> [Request]
Pick out every line in the rows below that contains the string “curly”, matching case exactly, and copy each of those lines.

> [Data to process]
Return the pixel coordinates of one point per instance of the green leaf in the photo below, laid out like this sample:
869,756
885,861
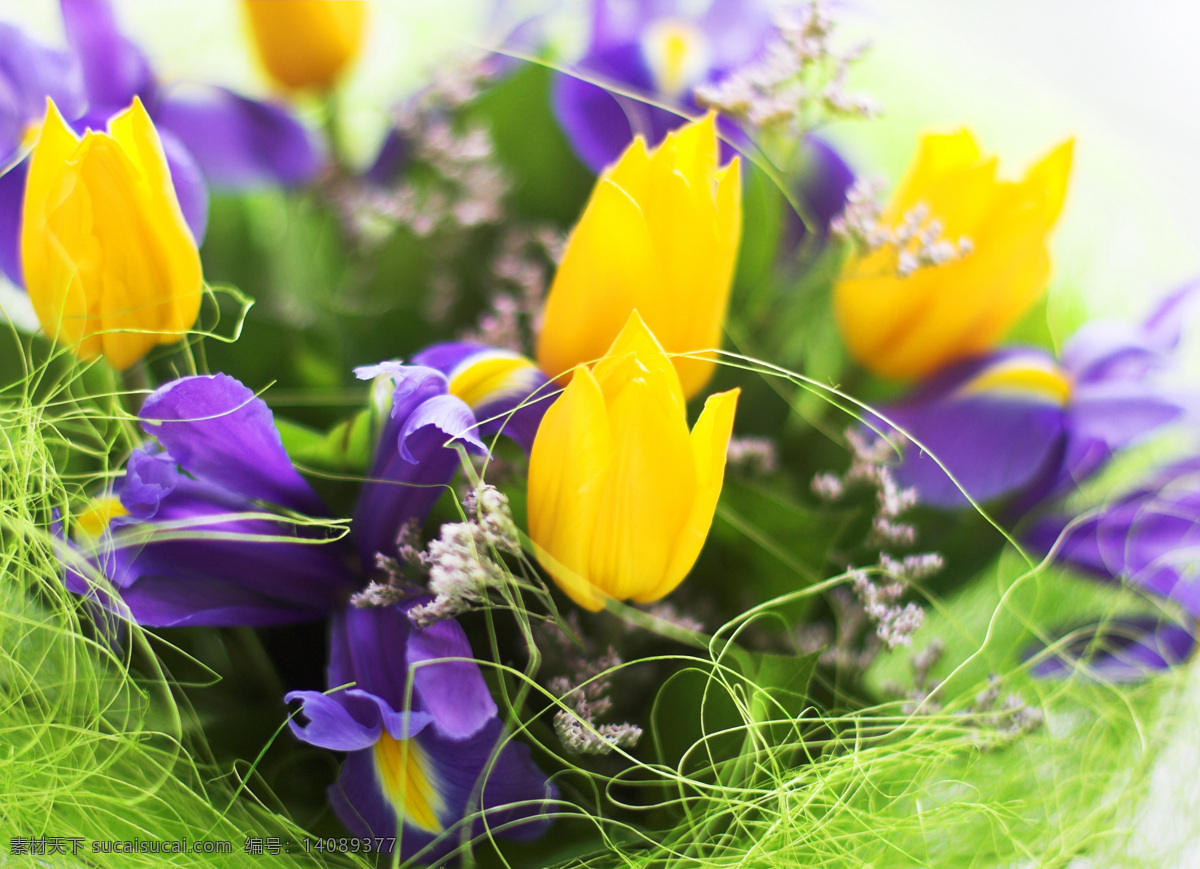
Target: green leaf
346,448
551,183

* * *

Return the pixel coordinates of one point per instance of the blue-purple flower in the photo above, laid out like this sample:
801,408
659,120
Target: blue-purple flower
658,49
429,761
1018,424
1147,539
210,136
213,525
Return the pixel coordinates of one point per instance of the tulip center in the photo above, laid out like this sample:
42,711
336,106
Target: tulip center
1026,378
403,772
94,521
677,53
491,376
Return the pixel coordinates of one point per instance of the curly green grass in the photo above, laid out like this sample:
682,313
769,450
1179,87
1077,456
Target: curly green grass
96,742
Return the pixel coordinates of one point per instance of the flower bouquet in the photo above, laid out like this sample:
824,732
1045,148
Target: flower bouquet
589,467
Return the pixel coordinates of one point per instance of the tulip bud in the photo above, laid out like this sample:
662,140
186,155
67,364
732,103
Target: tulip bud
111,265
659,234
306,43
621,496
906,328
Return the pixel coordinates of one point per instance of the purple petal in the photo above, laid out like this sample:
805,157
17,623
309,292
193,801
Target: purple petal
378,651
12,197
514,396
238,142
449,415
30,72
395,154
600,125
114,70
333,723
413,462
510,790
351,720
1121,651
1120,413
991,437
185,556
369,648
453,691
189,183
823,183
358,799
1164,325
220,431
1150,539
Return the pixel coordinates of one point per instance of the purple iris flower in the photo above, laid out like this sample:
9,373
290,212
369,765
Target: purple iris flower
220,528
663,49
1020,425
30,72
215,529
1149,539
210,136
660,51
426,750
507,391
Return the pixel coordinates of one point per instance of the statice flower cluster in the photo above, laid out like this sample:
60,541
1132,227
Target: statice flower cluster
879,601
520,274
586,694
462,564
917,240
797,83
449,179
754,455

> [Task solution]
Return the pixel coordinates of one point per instance of the curly green grass in the photo above, laid out like this sample:
Target: curly green grass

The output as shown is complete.